TASK: Repeat only the lines from the one holding "highlight the horizontal" down to the last line of the listing below, including both of those lines.

MATERIAL FOR THIS EXERCISE:
# # # # #

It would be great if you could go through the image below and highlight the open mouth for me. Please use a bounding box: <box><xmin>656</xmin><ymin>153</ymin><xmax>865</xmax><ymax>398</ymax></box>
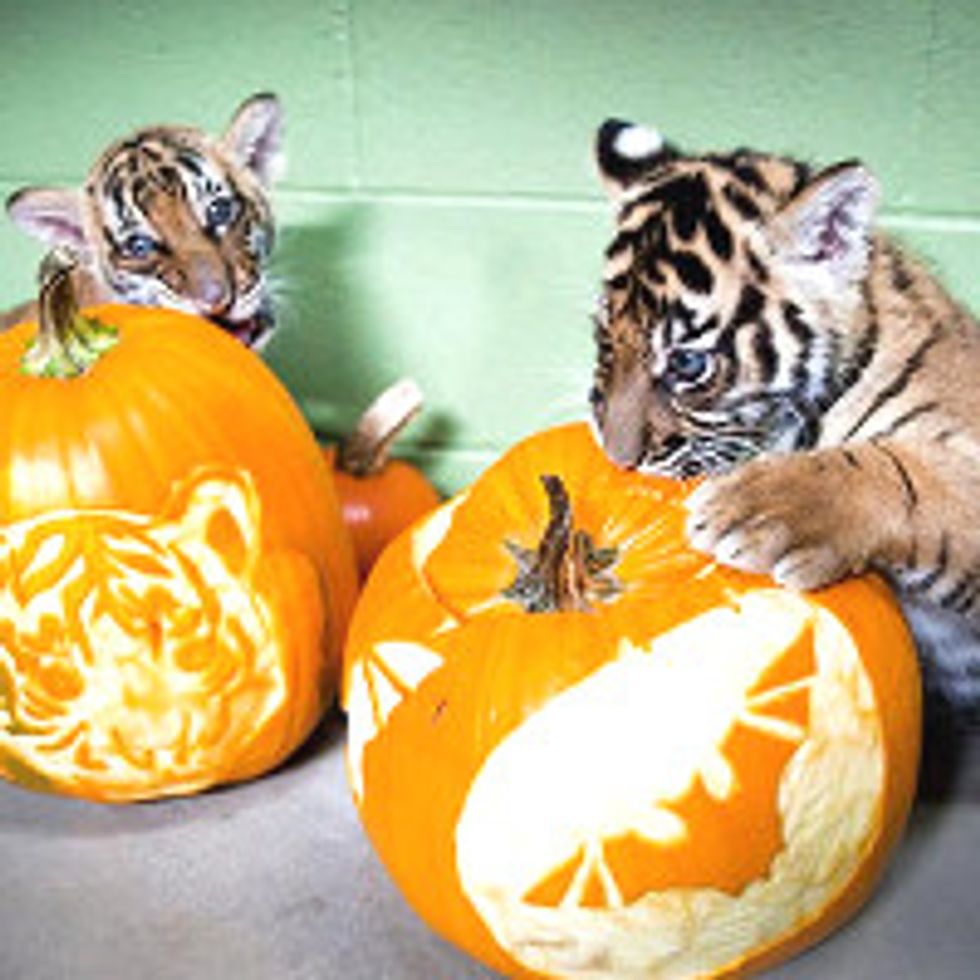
<box><xmin>211</xmin><ymin>306</ymin><xmax>275</xmax><ymax>349</ymax></box>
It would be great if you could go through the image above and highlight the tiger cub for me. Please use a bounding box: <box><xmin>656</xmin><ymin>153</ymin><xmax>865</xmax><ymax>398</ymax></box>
<box><xmin>589</xmin><ymin>119</ymin><xmax>980</xmax><ymax>637</ymax></box>
<box><xmin>2</xmin><ymin>93</ymin><xmax>282</xmax><ymax>347</ymax></box>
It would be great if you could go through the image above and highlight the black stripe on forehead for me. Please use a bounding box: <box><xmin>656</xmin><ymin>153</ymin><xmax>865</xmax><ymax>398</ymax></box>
<box><xmin>101</xmin><ymin>137</ymin><xmax>167</xmax><ymax>190</ymax></box>
<box><xmin>707</xmin><ymin>152</ymin><xmax>770</xmax><ymax>193</ymax></box>
<box><xmin>662</xmin><ymin>174</ymin><xmax>708</xmax><ymax>240</ymax></box>
<box><xmin>626</xmin><ymin>173</ymin><xmax>709</xmax><ymax>240</ymax></box>
<box><xmin>731</xmin><ymin>283</ymin><xmax>765</xmax><ymax>326</ymax></box>
<box><xmin>149</xmin><ymin>163</ymin><xmax>185</xmax><ymax>194</ymax></box>
<box><xmin>703</xmin><ymin>208</ymin><xmax>733</xmax><ymax>260</ymax></box>
<box><xmin>105</xmin><ymin>174</ymin><xmax>126</xmax><ymax>215</ymax></box>
<box><xmin>657</xmin><ymin>172</ymin><xmax>735</xmax><ymax>262</ymax></box>
<box><xmin>614</xmin><ymin>216</ymin><xmax>715</xmax><ymax>296</ymax></box>
<box><xmin>723</xmin><ymin>184</ymin><xmax>762</xmax><ymax>221</ymax></box>
<box><xmin>139</xmin><ymin>143</ymin><xmax>165</xmax><ymax>165</ymax></box>
<box><xmin>619</xmin><ymin>168</ymin><xmax>738</xmax><ymax>281</ymax></box>
<box><xmin>668</xmin><ymin>249</ymin><xmax>713</xmax><ymax>293</ymax></box>
<box><xmin>617</xmin><ymin>244</ymin><xmax>712</xmax><ymax>297</ymax></box>
<box><xmin>674</xmin><ymin>313</ymin><xmax>719</xmax><ymax>344</ymax></box>
<box><xmin>711</xmin><ymin>283</ymin><xmax>766</xmax><ymax>360</ymax></box>
<box><xmin>662</xmin><ymin>299</ymin><xmax>694</xmax><ymax>346</ymax></box>
<box><xmin>706</xmin><ymin>149</ymin><xmax>810</xmax><ymax>193</ymax></box>
<box><xmin>102</xmin><ymin>158</ymin><xmax>130</xmax><ymax>198</ymax></box>
<box><xmin>175</xmin><ymin>150</ymin><xmax>205</xmax><ymax>176</ymax></box>
<box><xmin>99</xmin><ymin>165</ymin><xmax>141</xmax><ymax>231</ymax></box>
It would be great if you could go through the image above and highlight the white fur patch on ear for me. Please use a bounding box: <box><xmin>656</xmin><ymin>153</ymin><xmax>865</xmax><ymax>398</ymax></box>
<box><xmin>6</xmin><ymin>187</ymin><xmax>88</xmax><ymax>253</ymax></box>
<box><xmin>613</xmin><ymin>123</ymin><xmax>665</xmax><ymax>161</ymax></box>
<box><xmin>595</xmin><ymin>119</ymin><xmax>675</xmax><ymax>199</ymax></box>
<box><xmin>222</xmin><ymin>92</ymin><xmax>284</xmax><ymax>186</ymax></box>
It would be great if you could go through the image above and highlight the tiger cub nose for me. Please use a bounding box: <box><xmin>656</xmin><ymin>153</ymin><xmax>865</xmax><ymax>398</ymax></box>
<box><xmin>187</xmin><ymin>256</ymin><xmax>232</xmax><ymax>314</ymax></box>
<box><xmin>601</xmin><ymin>422</ymin><xmax>646</xmax><ymax>469</ymax></box>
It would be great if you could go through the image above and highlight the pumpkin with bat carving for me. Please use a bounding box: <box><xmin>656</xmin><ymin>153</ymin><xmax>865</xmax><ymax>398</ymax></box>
<box><xmin>0</xmin><ymin>254</ymin><xmax>358</xmax><ymax>802</ymax></box>
<box><xmin>343</xmin><ymin>421</ymin><xmax>921</xmax><ymax>978</ymax></box>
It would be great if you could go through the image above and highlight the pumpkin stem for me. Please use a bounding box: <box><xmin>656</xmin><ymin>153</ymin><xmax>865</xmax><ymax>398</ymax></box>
<box><xmin>503</xmin><ymin>474</ymin><xmax>621</xmax><ymax>613</ymax></box>
<box><xmin>337</xmin><ymin>378</ymin><xmax>424</xmax><ymax>477</ymax></box>
<box><xmin>21</xmin><ymin>247</ymin><xmax>118</xmax><ymax>379</ymax></box>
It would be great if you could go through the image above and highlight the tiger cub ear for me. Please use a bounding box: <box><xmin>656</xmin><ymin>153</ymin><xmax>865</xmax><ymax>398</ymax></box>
<box><xmin>6</xmin><ymin>187</ymin><xmax>89</xmax><ymax>255</ymax></box>
<box><xmin>769</xmin><ymin>162</ymin><xmax>879</xmax><ymax>286</ymax></box>
<box><xmin>595</xmin><ymin>119</ymin><xmax>678</xmax><ymax>198</ymax></box>
<box><xmin>220</xmin><ymin>92</ymin><xmax>284</xmax><ymax>186</ymax></box>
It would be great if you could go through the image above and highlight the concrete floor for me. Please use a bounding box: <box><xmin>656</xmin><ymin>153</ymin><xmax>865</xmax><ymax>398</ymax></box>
<box><xmin>1</xmin><ymin>712</ymin><xmax>978</xmax><ymax>980</ymax></box>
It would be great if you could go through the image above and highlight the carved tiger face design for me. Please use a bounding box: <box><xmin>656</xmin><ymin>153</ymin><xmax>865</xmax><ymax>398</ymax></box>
<box><xmin>0</xmin><ymin>468</ymin><xmax>302</xmax><ymax>798</ymax></box>
<box><xmin>6</xmin><ymin>94</ymin><xmax>282</xmax><ymax>347</ymax></box>
<box><xmin>590</xmin><ymin>120</ymin><xmax>878</xmax><ymax>478</ymax></box>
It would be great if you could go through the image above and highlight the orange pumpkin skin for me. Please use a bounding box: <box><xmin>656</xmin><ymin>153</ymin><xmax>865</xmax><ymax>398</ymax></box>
<box><xmin>325</xmin><ymin>445</ymin><xmax>441</xmax><ymax>583</ymax></box>
<box><xmin>343</xmin><ymin>422</ymin><xmax>921</xmax><ymax>979</ymax></box>
<box><xmin>0</xmin><ymin>304</ymin><xmax>358</xmax><ymax>802</ymax></box>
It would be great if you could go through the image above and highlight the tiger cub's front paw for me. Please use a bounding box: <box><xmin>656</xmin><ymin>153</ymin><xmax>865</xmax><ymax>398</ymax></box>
<box><xmin>684</xmin><ymin>455</ymin><xmax>867</xmax><ymax>591</ymax></box>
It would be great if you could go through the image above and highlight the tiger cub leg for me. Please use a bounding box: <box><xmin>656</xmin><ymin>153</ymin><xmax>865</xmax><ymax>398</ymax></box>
<box><xmin>685</xmin><ymin>441</ymin><xmax>964</xmax><ymax>603</ymax></box>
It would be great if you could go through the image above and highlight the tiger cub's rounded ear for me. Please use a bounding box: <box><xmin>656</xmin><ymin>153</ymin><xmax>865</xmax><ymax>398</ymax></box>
<box><xmin>595</xmin><ymin>119</ymin><xmax>677</xmax><ymax>198</ymax></box>
<box><xmin>6</xmin><ymin>187</ymin><xmax>89</xmax><ymax>255</ymax></box>
<box><xmin>221</xmin><ymin>92</ymin><xmax>284</xmax><ymax>186</ymax></box>
<box><xmin>769</xmin><ymin>162</ymin><xmax>879</xmax><ymax>286</ymax></box>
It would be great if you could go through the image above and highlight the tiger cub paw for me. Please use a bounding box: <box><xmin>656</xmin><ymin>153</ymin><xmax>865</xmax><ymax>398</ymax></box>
<box><xmin>684</xmin><ymin>456</ymin><xmax>866</xmax><ymax>591</ymax></box>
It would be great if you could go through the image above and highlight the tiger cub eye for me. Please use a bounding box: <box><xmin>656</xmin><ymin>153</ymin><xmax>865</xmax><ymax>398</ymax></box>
<box><xmin>121</xmin><ymin>232</ymin><xmax>157</xmax><ymax>259</ymax></box>
<box><xmin>205</xmin><ymin>195</ymin><xmax>237</xmax><ymax>230</ymax></box>
<box><xmin>665</xmin><ymin>347</ymin><xmax>714</xmax><ymax>387</ymax></box>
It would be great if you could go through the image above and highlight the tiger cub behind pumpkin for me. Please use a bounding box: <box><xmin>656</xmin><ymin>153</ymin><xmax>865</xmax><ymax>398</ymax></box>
<box><xmin>2</xmin><ymin>93</ymin><xmax>281</xmax><ymax>348</ymax></box>
<box><xmin>590</xmin><ymin>120</ymin><xmax>980</xmax><ymax>648</ymax></box>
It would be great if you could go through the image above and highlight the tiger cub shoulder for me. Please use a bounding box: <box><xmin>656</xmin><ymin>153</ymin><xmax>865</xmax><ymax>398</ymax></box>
<box><xmin>590</xmin><ymin>119</ymin><xmax>980</xmax><ymax>625</ymax></box>
<box><xmin>3</xmin><ymin>93</ymin><xmax>282</xmax><ymax>347</ymax></box>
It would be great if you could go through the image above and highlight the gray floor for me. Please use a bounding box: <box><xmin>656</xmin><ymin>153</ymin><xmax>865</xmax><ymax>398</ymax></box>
<box><xmin>1</xmin><ymin>713</ymin><xmax>978</xmax><ymax>980</ymax></box>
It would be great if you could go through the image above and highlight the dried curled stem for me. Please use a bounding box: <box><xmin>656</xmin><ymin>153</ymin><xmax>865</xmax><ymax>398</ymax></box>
<box><xmin>337</xmin><ymin>378</ymin><xmax>425</xmax><ymax>477</ymax></box>
<box><xmin>503</xmin><ymin>474</ymin><xmax>621</xmax><ymax>613</ymax></box>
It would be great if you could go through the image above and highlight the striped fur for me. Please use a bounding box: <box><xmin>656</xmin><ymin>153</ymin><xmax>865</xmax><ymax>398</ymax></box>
<box><xmin>591</xmin><ymin>120</ymin><xmax>980</xmax><ymax>629</ymax></box>
<box><xmin>3</xmin><ymin>94</ymin><xmax>281</xmax><ymax>347</ymax></box>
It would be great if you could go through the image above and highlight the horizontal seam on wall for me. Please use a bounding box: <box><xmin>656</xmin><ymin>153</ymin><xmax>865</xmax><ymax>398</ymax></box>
<box><xmin>275</xmin><ymin>186</ymin><xmax>607</xmax><ymax>213</ymax></box>
<box><xmin>274</xmin><ymin>185</ymin><xmax>980</xmax><ymax>230</ymax></box>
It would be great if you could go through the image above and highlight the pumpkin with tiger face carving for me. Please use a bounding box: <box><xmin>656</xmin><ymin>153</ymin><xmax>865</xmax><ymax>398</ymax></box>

# # # # #

TASK ANSWER:
It would be great if you could go through the image above and highlight the horizontal seam on wall for me. Please use a bounding box: <box><xmin>656</xmin><ymin>153</ymin><xmax>865</xmax><ymax>398</ymax></box>
<box><xmin>275</xmin><ymin>186</ymin><xmax>607</xmax><ymax>213</ymax></box>
<box><xmin>274</xmin><ymin>185</ymin><xmax>980</xmax><ymax>230</ymax></box>
It would be great if you could go through the image above and highlight the pumpkin with tiger face carving for me. Please use a bounding box: <box><xmin>656</xmin><ymin>153</ymin><xmax>865</xmax><ymax>398</ymax></box>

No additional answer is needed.